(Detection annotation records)

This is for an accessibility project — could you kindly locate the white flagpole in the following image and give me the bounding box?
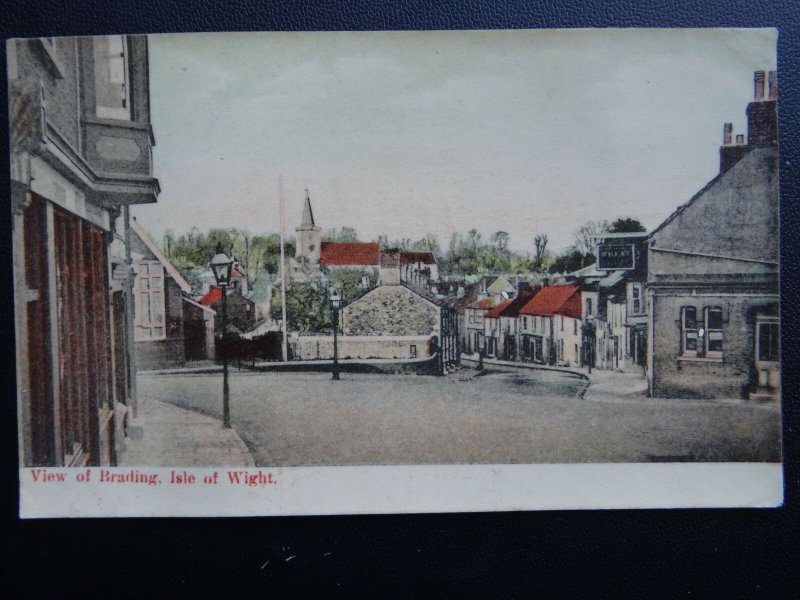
[278,175,289,362]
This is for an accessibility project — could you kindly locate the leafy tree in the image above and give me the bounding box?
[550,248,594,273]
[324,227,358,242]
[608,217,647,233]
[533,233,547,271]
[411,233,442,256]
[575,221,608,255]
[272,284,332,332]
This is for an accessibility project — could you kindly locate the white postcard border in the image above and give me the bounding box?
[20,463,783,518]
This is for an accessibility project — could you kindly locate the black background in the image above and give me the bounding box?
[0,0,800,598]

* PROBLEM REQUIREMENTS
Beginning at the line that holds "locate the leafy", reproduce each line of the records above down to and including the last one.

* FINISHED EXERCISE
This is for an accessibility project — could you kindly locate the leafy tree in the image above and give me the bounding box?
[550,248,594,273]
[324,227,358,242]
[608,217,647,233]
[533,233,547,271]
[411,233,442,256]
[575,221,608,255]
[272,284,332,332]
This is for an accessibility project — could you kindly locate the white postcard border in the image above and give me the bounding box?
[20,463,783,518]
This is for an accessibility project — could you kindly locate the black background in the image above and give me the bounding box?
[0,0,800,598]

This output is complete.